SOURCE TEXT:
As Justice Doherty of the Ontario Court of Appeal recognized in the context of medical marijuana in 2013, a doctor’s ability to deny a patient’s request on the basis of professional judgment — including the view that certain legal treatment options are medically contraindicated — is inherent in legislative schemes that entrust physicians with a gatekeeper role. After all, professional judgment is meant to provide the safeguards that were necessary preconditions for MAID’s decriminalization.
Decriminalization by the Supreme Court does not — indeed cannot — mandate that everyone’s conscience must align with its decision nor require that all physicians accept MAID as ethical or even good health care. Neither does it create a “right to access” that physicians are obliged to facilitate. When physicians lose their Charter-protected right to follow their conscience by state edict, it is not a mere personal loss.
Removing ethical boundaries for physicians erodes quality health care for patients
For some conscientiously objecting physicians, the effective referral requirement means they will stop accepting patients who are likely to request MAID, leave Ontario to practise where conscience is protected or leave the practice of medicine altogether, as has happened in Australia and Norway.
Mandating referral for MAID, aside from being unnecessary to facilitate access, incorrectly assumes that all patients want a physician who is willing to participate in MAID (directly or indirectly) or is willing to act against his or her own conscience by referring patients. In such a model of care, there is no room for patients who seek out health care professionals who practise medicine according to principles that reflect their own moral convictions, including those who value human life unconditionally. Conscientiously objecting physicians enhance patient health care. As the CMA has stated, it is in a patient’s best interests for the physician to act as a moral agent rather than a technician devoid of moral judgment.

Spatial localization data
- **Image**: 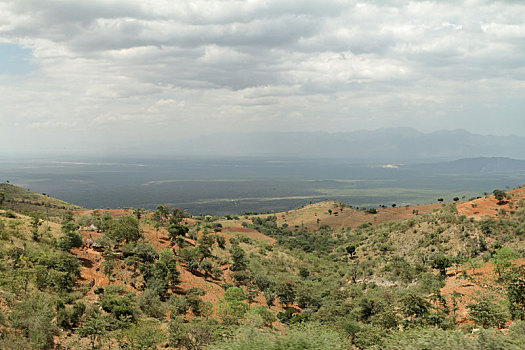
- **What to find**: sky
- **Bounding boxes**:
[0,0,525,153]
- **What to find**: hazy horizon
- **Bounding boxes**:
[0,0,525,154]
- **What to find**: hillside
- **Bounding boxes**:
[0,183,81,216]
[0,187,525,349]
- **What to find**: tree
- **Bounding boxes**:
[217,287,249,324]
[168,224,190,242]
[216,235,226,249]
[275,281,295,307]
[401,291,430,320]
[492,190,508,204]
[155,249,180,288]
[8,294,58,349]
[430,253,452,277]
[30,212,42,241]
[108,215,142,243]
[200,260,213,280]
[490,247,516,278]
[78,306,109,349]
[346,244,355,258]
[505,266,525,320]
[467,296,507,328]
[230,244,248,271]
[133,208,144,221]
[119,322,166,350]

WORK INSTRUCTIONS:
**a)** Condense the source text's paragraph beginning "Mandating referral for MAID" into a bulleted list that keeps its main facts.
**b)** List every geographic place (province or country) that the source text names.

ANSWERS PER TASK:
**a)**
- Mandatory referral for MAID is not needed to facilitate access.
- It wrongly assumes every patient wants a physician willing to take part in MAID, directly or indirectly, or to refer against his or her own conscience.
- This model leaves no room for patients who want health care professionals whose principles reflect their own moral convictions, including those who value human life unconditionally.
- Conscientiously objecting physicians enhance patient health care.
- The CMA has stated that a patient's best interests are served by a physician who acts as a moral agent rather than as a technician devoid of moral judgment.

**b)**
- Ontario
- Australia
- Norway